%%
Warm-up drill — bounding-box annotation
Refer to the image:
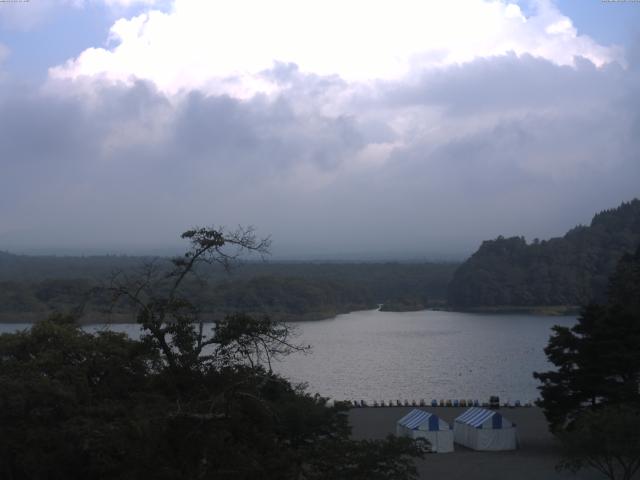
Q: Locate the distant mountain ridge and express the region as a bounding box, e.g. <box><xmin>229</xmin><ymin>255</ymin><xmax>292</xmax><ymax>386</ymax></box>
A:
<box><xmin>447</xmin><ymin>199</ymin><xmax>640</xmax><ymax>308</ymax></box>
%%
The problem:
Return every entry above word for word, leaving pictures out.

Answer space:
Warm-up drill — bounding-box annotation
Refer to the image:
Q: Locate the distant mountain ridge and express the region as a bounding box, e.g. <box><xmin>229</xmin><ymin>255</ymin><xmax>292</xmax><ymax>386</ymax></box>
A:
<box><xmin>447</xmin><ymin>199</ymin><xmax>640</xmax><ymax>308</ymax></box>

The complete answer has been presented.